Given passage:
Wednesday, April 11, 2007

A Test of Faith

The evening was warm, virtually indistinguishable from the night before. It was the fall of 2005, just a month away from the first national elections in post-Saddam Iraq. A dozen young Marines relaxed inside the open porch of the Oasis, a crude plywood shack that served as chapel, watering hole and gathering spot for the Marines of Regimental Combat Team 8 aboard Camp Workhorse, a small "warrior base" nestled inside the larger confines of Camp Fallujah, Iraq. Amid the haze of half-smoked cigars and cigarettes, a single officer sat quielty, listening to the ebb and flow of conversation, knowing full well the good humor belied the events experienced by the Marines of the RCT over the previous days and weeks.

United States Navy CDR Dale C. White, then-Chaplain for RCT-8, 2nd Marine Division (forward) had become a father figure to most, a man whom many Marines would seek for guidance, comfort and encouragement. Despite his rank, the cross on his collar made him the most approachable officer in the battalion, which the Commander understood as one of the most important aspects of his job. From the moment he'd arrived in Iraq, Chaplain White knew his duties were much more involved than simply providing spiritual services. "I had probably 150 Marines from 8th Marine Regiment when I was at Camp Lejeune,” recalled White, a New York native. “Now I'm the pastor for 1200 Marines, because of all of our attachments (to include) tanks, tracks, the batteries, counter-battery, CEB...none of them came here with a chaplain. That was a surprise to me. I'm doing far more counseling, marriage counseling, coping with combat stress and those types of things, than I had expected." White waved at a young Marine strolling past, a freshly filled coffee mug in hand. "We've got an ongoing coffee mess from 0530 on," White says in response to the passerby. "We started brewing just one pot of coffee a day, now we're up to about twenty." Like many other men of the cloth, CDR White quickly became a shoulder to lean on, a man who'd listen without interruption, an officer whom junior Marines felt comfortable approaching despite the rank on his collar. "To realize someone (of such) rank is here to care for them," says White, "is a blessing. Here at the battalion, there's no bad time to talk. Come in whenever you want. If it's two in the morning, my RP (religious perogram specialist) will come and get me."

Since the creation of the first Continental Navy, chaplains have honorably served the United States Naval forces . Strictly noncombatants, they carry no weapons and are virtually forbidden to engage hostile forces. They include, but are not limited to Roman Catholics, Methodists, Lutherans, Baptists, and Protestants, as well as those of the Jewish, Hindu, Buddhist and Muslim faiths. Normally accompanied by an enlisted religious program specialist, or RP, they serve in every major Marine Corps unit at home and overseas. Inevitably, serving chaplains have died in action, sometimes in significant numbers. The U.S. Army and Marines lost 100 chaplains killed in action during WWII, a casualty rate greater per capita than any other branch of the services except the infantry and the Army Air Corps. Many have been decorated for bravery in action (five have won Britain's highest award for gallantry, the Victoria Cross). The Chaplain's Medal for Heroism is a special U.S. military decoration given to military chaplains who have been killed in the line of duty, although it has to date only been awarded to the famous Four Chaplains, all of whom died in the USAT Dorchester sinking in 1943 after giving up their lifejackets to others. (1)

Contour labeling entries:
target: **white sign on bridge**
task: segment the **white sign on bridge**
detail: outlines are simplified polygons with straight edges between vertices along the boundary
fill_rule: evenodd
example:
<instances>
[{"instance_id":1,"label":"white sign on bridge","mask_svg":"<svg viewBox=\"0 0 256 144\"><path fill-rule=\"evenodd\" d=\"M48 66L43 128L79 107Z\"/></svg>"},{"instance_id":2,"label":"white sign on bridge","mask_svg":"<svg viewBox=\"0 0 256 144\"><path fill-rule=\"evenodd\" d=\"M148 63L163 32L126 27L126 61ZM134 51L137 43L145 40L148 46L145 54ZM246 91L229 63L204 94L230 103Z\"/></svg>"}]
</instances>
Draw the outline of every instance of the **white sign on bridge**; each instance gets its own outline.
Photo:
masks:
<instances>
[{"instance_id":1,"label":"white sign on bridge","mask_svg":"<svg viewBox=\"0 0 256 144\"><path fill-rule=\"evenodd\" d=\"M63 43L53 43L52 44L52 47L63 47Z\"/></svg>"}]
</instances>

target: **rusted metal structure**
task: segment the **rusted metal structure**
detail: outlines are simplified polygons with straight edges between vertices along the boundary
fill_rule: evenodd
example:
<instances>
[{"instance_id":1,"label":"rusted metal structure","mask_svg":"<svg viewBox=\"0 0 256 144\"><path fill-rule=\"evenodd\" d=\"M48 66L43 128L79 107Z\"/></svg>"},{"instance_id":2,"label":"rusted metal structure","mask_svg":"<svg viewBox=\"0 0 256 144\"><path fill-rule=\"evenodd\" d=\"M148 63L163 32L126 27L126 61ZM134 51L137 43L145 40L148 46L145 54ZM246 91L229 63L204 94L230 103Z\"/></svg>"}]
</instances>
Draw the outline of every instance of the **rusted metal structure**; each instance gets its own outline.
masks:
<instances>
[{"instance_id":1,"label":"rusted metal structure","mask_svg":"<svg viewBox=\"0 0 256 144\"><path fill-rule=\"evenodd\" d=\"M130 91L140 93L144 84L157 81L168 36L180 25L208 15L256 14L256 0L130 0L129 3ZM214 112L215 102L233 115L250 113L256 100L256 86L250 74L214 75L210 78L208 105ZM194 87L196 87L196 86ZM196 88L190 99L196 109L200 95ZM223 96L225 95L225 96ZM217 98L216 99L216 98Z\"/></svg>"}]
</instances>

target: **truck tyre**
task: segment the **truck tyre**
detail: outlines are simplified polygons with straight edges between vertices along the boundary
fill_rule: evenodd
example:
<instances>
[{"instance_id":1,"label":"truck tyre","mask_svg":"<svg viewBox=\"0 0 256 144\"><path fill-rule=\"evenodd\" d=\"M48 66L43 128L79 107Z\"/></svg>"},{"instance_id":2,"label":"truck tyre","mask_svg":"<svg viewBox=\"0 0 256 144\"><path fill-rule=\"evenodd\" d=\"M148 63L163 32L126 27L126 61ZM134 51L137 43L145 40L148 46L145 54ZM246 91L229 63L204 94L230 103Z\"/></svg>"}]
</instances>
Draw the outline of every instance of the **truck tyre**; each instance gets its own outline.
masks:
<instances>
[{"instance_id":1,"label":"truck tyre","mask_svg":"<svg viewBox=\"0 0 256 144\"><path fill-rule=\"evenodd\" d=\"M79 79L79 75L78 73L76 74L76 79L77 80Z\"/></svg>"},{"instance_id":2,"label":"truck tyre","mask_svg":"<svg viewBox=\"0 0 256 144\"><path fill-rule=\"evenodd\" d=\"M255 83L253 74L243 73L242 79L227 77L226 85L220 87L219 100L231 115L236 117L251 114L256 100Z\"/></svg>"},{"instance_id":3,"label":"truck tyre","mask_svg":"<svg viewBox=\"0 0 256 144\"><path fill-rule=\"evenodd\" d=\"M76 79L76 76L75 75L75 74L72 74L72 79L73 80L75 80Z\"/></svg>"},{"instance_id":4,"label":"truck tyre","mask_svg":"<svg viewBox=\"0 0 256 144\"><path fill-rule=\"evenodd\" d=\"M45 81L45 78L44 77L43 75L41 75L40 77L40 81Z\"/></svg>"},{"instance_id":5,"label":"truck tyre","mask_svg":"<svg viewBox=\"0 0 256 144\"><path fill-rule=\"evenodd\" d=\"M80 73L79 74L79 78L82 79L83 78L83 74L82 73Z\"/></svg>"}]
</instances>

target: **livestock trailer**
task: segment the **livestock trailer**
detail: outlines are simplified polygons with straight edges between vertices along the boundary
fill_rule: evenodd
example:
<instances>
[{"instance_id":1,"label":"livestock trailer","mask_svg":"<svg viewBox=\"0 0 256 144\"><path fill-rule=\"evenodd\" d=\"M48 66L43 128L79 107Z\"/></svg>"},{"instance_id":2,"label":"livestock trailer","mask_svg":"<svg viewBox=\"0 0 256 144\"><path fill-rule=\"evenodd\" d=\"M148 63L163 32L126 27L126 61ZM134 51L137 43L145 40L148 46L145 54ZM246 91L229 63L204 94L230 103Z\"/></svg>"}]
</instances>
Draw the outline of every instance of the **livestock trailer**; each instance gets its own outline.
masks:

Task instructions:
1 - In the article on the Marine chaplain, how many Marines does White say he is now the pastor for?
2 - In the article on the Marine chaplain, White names the attachments that came to Iraq without a chaplain. List every one of them.
3 - Repeat the part of the article on the Marine chaplain starting with "The evening was" and going on through "days and weeks.".

Expected outputs:
1 - 1200 Marines.

2 - Tanks, tracks, the batteries, counter-battery, and CEB.

3 -
The evening was warm, virtually indistinguishable from the night before. It was the fall of 2005, just a month away from the first national elections in post-Saddam Iraq. A dozen young Marines relaxed inside the open porch of the Oasis, a crude plywood shack that served as chapel, watering hole and gathering spot for the Marines of Regimental Combat Team 8 aboard Camp Workhorse, a small "warrior base" nestled inside the larger confines of Camp Fallujah, Iraq. Amid the haze of half-smoked cigars and cigarettes, a single officer sat quielty, listening to the ebb and flow of conversation, knowing full well the good humor belied the events experienced by the Marines of the RCT over the previous days and weeks.